PASSAGE —
*** Begin section ***

The Grand Junction Sentinel’s Charles Ashby updates on the developing scandal over Colorado GOP Chairman Ken Buck’s management of the COVID-addled 2020 assemblies, the apparent fudging of the results of which is threatening to plunge an already beleaguered party facing another round of destruction at the polls in November into even more intraparty chaos:
The chairman of the Colorado Republican Party, U.S. Rep. Ken Buck, formed a special commission Wednesday to review the party’s assembly nomination and ballot designation processes, some of which the 4th District congressman is deeply involved with himself. [Pols emphasis]
Controversies in the party’s nomination process first came to light in a Denver Post story last week that included a recording of Buck ordering Eli Bremer, the GOP chairman for Senate District 10, to place a candidate on the June primary ballot who only received 24% of the vote at the district’s assembly in March. His opponent, state Rep. Larry Liston, R-Colorado Springs, received 76%.
If the news that Buck is forming a special commission to look into irregularities that Buck himself appears to have not only been party to but directed sounds familiar to you, it’s because almost exactly one year ago this headline ran in the Colorado Springs Gazette:
That’s right, patient readers–this strategy of setting up an “investigation” to investigate one’s own actions, thus delaying accountability, allowing time to settle emotions, and burying misconduct eventually under procedural jargon in a report no one reads, is a thing that Ken Buck does:
U.S. Rep. Ken Buck, chairman of the Colorado Republican Party, has asked a state lawmaker to lead an inquiry into allegations by another legislator that the March party election won by Buck was so riddled with errors and irregularities that its final results could be open to question.

*** End section ***

DATA PROVIDED —
*** Begin section ***

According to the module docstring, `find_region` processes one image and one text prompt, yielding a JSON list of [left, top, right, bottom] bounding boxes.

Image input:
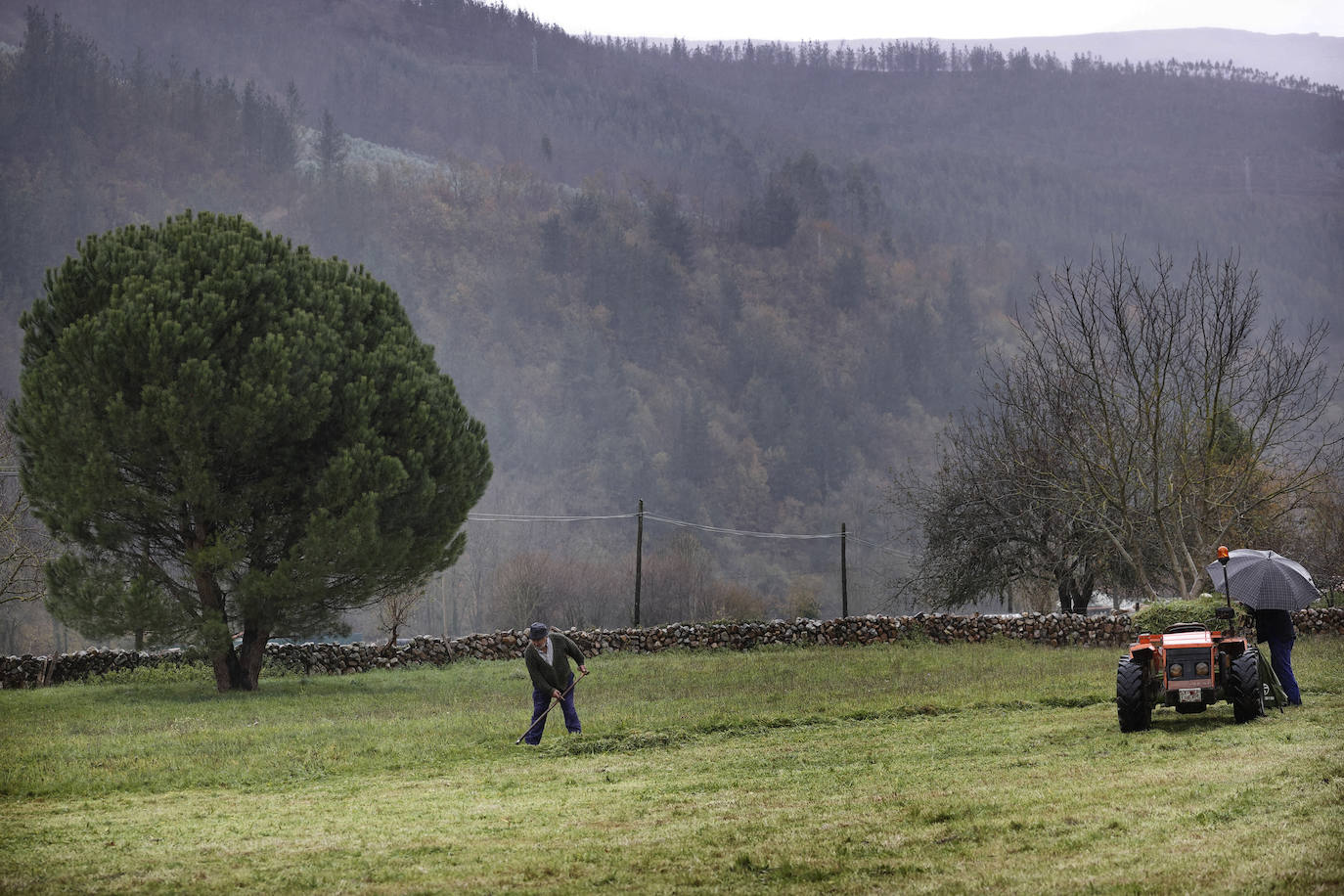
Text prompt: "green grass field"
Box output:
[[0, 638, 1344, 893]]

*** End section ***

Please print the passage about Ken Buck from "If the news" to "open to question.". The items have nothing to do with the passage about Ken Buck.

If the news that Buck is forming a special commission to look into irregularities that Buck himself appears to have not only been party to but directed sounds familiar to you, it’s because almost exactly one year ago this headline ran in the Colorado Springs Gazette:
That’s right, patient readers–this strategy of setting up an “investigation” to investigate one’s own actions, thus delaying accountability, allowing time to settle emotions, and burying misconduct eventually under procedural jargon in a report no one reads, is a thing that Ken Buck does:
U.S. Rep. Ken Buck, chairman of the Colorado Republican Party, has asked a state lawmaker to lead an inquiry into allegations by another legislator that the March party election won by Buck was so riddled with errors and irregularities that its final results could be open to question.